■ Tarea
Retoma el texto sobre los machitos que sirven en una cantina del DF y continúalo a partir de su última oración.

■ Texto extraído

No se puede decir esto sin albur, pero lo cierto es que no hay muchas oportunidades de comer pene en América Latina. Platillos para enfrentarse a la propia virilidad, digamos, como masticar cualquier parte animal que se parece mucho a nuestros propios órganos o extremidades. Le tenemos miedo a un trozo de panza porque nos imaginamos la propia; miramos con asco las patas de gallina fritas porque nos resultan familiares. En Occidente comemos lo que podemos cortar hasta hacerlo irreconocible, aséptico, y pocas cosas son más impactantes que ver un pene cortado en pocos pedazos flotando sobre un caldo.

 

Todo esto viene a cuento porque entre mis muchas comidas de cantinas en el DF, vi que en una servían machitos. Le pregunté a mis amigos si sabían de qué hacían eso y como no eran del norte supusieron que se trataba de un plato a base de penes y testículos. He de decir que me emocionó la idea –albur, albur–. Llevado por la ilusión del reto genital, eché el primer mordisco a eso que ven en la foto, trozos circulares y astringentes, un poco deshilachados y bien fritos hasta crujir. Nada gomoso, nada que recordara a comer cartílago.

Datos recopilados
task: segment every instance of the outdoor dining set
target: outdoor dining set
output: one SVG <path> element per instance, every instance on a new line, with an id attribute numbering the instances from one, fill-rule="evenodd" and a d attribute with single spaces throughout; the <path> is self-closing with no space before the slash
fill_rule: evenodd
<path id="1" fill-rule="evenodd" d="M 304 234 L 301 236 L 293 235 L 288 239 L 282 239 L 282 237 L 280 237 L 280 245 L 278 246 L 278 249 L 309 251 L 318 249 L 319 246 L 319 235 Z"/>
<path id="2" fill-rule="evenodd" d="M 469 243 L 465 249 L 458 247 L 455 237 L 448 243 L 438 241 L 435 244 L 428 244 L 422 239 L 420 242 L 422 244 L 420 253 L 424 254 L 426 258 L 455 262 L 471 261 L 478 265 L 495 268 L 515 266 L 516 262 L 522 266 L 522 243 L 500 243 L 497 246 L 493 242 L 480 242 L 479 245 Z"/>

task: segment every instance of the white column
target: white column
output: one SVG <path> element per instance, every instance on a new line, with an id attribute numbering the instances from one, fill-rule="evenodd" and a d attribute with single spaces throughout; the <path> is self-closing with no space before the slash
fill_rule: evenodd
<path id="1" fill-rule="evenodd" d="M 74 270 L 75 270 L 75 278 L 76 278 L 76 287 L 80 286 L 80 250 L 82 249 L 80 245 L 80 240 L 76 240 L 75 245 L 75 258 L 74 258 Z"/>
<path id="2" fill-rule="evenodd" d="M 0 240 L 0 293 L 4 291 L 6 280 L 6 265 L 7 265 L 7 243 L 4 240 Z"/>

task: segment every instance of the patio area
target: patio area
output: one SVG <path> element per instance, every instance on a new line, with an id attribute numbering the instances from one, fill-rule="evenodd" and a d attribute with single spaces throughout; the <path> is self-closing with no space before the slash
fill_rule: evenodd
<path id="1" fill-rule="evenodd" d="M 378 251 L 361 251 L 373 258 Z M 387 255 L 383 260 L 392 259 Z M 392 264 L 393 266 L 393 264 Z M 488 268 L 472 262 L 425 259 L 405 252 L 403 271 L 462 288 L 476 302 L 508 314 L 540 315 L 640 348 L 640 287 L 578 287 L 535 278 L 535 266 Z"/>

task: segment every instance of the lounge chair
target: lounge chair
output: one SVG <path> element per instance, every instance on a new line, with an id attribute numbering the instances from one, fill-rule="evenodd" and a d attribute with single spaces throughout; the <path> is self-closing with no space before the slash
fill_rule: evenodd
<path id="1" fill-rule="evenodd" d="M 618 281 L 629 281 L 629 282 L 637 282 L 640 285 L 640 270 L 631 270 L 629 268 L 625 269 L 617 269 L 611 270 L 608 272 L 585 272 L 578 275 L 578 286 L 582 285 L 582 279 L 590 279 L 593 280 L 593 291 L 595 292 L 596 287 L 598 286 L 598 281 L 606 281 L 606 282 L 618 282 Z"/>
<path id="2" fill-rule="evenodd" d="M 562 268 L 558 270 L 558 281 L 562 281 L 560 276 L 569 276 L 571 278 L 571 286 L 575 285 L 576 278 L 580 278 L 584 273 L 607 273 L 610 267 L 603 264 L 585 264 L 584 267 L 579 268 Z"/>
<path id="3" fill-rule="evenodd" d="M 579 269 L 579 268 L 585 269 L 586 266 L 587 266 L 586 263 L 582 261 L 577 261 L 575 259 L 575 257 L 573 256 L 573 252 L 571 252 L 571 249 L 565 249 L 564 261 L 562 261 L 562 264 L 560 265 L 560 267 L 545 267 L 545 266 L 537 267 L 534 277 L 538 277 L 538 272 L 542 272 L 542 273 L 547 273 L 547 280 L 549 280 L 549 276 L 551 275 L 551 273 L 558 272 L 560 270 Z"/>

■ Resultado
Es decepcionante esto de pedir un plato que esperas sea un reto y recibir algo más ordinario, aunque esté bueno. Antes de preguntar al mesero y confirmar mi sospecha, recordé que no todos los penes son iguales: que los hay tersos, ensortijados, alargados, anchos, gomosos e incluso suaves, o al menos eso aprendí leyendo sobre el restaurante pequinés Guolizhuang, especializado en servir penes en todas sus presentaciones. Estamos hablando de miembros de 250 dólares y más, aunque todo indica que el mejor es el de yak, como ya lo describió Andrew Zimmerm en un maravilloso episodio de Bizarre Foods.

 

Ahí, comiendo machitos, pensaba que pocas cosas tienen más sentido para levantarse después de una larga noche que tomar caldo con pene de toro, de modo que tras el nombre machitos debía alojarse algo que indicara algo igual de potente. Pero no, a este punto muchos amigos mexicanos ya sabrán de mi desilusión cuando me enteré que los machitos son intestinos y vísceras de cabrito, preferiblemente de 28 días de nacido o menos para que el sabor sea menos amargo y la textura más delicada. Y me encantaron los machitos, pero extrañé la experiencia del pene. Supongo que tampoco hay forma de decirlo sin albur.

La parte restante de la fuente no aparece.